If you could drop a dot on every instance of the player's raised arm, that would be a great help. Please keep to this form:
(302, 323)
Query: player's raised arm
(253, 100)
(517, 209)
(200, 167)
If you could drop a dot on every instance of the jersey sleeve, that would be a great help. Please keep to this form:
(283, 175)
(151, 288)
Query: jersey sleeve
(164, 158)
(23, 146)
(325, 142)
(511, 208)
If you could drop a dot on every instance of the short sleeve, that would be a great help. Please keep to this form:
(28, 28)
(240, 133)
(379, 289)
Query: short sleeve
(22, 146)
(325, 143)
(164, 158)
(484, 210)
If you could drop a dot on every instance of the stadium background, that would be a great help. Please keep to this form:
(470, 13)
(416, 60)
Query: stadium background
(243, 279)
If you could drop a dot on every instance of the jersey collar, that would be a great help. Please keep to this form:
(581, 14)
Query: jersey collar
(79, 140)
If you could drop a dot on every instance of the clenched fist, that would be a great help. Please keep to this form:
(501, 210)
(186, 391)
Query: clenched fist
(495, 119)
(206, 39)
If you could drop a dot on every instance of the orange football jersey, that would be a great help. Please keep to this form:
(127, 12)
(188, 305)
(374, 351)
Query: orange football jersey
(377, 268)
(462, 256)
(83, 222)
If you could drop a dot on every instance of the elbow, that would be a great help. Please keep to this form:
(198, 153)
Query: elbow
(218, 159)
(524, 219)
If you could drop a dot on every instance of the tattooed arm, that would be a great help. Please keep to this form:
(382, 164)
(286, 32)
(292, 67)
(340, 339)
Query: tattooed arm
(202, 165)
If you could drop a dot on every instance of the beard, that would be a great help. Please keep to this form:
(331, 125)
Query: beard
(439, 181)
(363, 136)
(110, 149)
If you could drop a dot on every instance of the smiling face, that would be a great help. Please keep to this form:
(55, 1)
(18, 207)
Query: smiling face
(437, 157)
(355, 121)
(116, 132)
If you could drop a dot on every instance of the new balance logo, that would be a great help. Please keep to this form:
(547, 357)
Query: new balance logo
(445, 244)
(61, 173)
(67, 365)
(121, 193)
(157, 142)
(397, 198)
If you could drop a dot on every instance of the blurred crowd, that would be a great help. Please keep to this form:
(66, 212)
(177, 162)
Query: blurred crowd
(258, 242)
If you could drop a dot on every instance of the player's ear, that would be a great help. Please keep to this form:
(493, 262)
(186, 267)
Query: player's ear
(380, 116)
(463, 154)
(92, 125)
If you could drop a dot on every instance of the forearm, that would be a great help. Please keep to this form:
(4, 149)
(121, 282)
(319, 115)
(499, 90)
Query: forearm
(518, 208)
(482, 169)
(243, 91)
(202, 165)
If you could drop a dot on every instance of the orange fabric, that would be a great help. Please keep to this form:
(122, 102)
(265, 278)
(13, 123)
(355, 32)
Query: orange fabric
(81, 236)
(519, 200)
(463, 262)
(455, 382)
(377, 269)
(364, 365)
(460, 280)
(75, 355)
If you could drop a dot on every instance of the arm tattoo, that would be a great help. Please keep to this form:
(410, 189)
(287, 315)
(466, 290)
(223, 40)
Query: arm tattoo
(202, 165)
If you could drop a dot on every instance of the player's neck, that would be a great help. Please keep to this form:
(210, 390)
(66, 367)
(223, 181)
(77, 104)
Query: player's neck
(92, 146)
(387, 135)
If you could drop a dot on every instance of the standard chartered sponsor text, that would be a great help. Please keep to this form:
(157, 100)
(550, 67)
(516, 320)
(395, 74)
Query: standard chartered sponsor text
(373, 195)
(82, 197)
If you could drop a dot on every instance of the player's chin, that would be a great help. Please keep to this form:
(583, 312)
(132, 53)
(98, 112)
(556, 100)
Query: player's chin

• • • • • • •

▶ [WHAT YOU WILL DO]: Could you copy every record above exactly as it stands?

▶ [REPLY TO THE EXERCISE]:
If you could drop a dot on every instance of the player's raised arm, that would be a great help. Please keep to this form:
(302, 323)
Query: player's raised arm
(253, 100)
(517, 209)
(200, 167)
If you could drop a dot on every instance of the jersey sleeve, that would be a great help. Please keep to this form:
(283, 175)
(151, 288)
Query: jersey sleeve
(164, 158)
(23, 146)
(325, 142)
(511, 208)
If you could drop a dot on every instance of the short sleeve, that would be a great help. Please keep to this form:
(28, 28)
(240, 133)
(379, 289)
Query: short sleeve
(22, 146)
(325, 143)
(164, 158)
(484, 210)
If you could drop a dot on every instance of the stadium background, that would be a great help. Please keep to this form:
(470, 13)
(416, 60)
Query: stadium background
(243, 279)
If you could drop a dot on every instance of the jersey collar, that would be a great help. Please keep to this form:
(581, 14)
Query: jersey collar
(79, 140)
If you could drop a dot on every instance of the clenched fist, that would be a great help. Please keep to this form:
(501, 210)
(186, 391)
Query: clenched fist
(495, 119)
(206, 39)
If you could drop a dot on every instance of the orange football jersey, that would be a great help. Please keep to this form:
(127, 12)
(188, 305)
(374, 351)
Query: orange football jersey
(377, 268)
(462, 256)
(83, 222)
If you could drop a dot on every instance of the elbow, that would be a great help. Please keep to this form:
(198, 153)
Query: elbow
(218, 159)
(524, 219)
If you could drop a dot on every instance of the tattooed arm, that would be a great help. Please keep to this form:
(382, 164)
(286, 32)
(292, 67)
(340, 339)
Query: tattooed arm
(202, 165)
If you could drop a dot on every instance of the beard, that would be a great help. Please keep to this form:
(331, 125)
Query: beard
(439, 181)
(363, 136)
(110, 149)
If you could drop a dot on every instance of the smiling face, that would be a great help. Please keep to this form:
(55, 1)
(18, 207)
Query: smiling face
(437, 157)
(355, 121)
(116, 132)
If you could drop a dot on every instance of the new balance logo, that would be a great help. Please keep to this form:
(547, 357)
Query: new balance logo
(445, 244)
(61, 173)
(67, 365)
(121, 193)
(157, 142)
(397, 198)
If you could drop a dot on every instance of the blurred crowd, that would be a great help. Please keep to this form:
(66, 212)
(177, 162)
Query: blurred crowd
(258, 242)
If you could drop a dot on every instance of the player's ear, that would be a great help. Please keep to this form:
(493, 262)
(186, 267)
Query: player's ear
(380, 116)
(463, 154)
(92, 125)
If you could drop a dot on every instance of the forearm, that would be a great help. Please keep to this form:
(4, 149)
(121, 282)
(319, 115)
(499, 90)
Query: forearm
(518, 208)
(482, 169)
(243, 91)
(202, 165)
If you could drop a dot on every instance of the orange fabric, that would be a great help. Please keep to this form:
(122, 102)
(265, 278)
(13, 123)
(355, 32)
Query: orange fabric
(81, 236)
(519, 200)
(463, 262)
(455, 382)
(377, 269)
(364, 365)
(460, 280)
(75, 355)
If you could drop a dot on every instance of the arm tattoo, that would be a great help. Please keep to this form:
(410, 189)
(287, 315)
(466, 290)
(223, 40)
Query: arm tattoo
(202, 165)
If you could drop a dot on every instance of the player's neck, that would be a great help. Please keep to this form:
(210, 390)
(66, 367)
(223, 181)
(77, 104)
Query: player's neck
(92, 146)
(387, 135)
If you could drop a dot on every instance of the standard chartered sponsor text, that would be a great help. Please keep to this form:
(157, 100)
(550, 67)
(516, 320)
(395, 74)
Query: standard chartered sponsor text
(373, 195)
(82, 197)
If you could drop a dot on every instance of the player's chin, that would be a great help. Please keep to this form:
(583, 312)
(132, 53)
(98, 112)
(556, 100)
Query: player's chin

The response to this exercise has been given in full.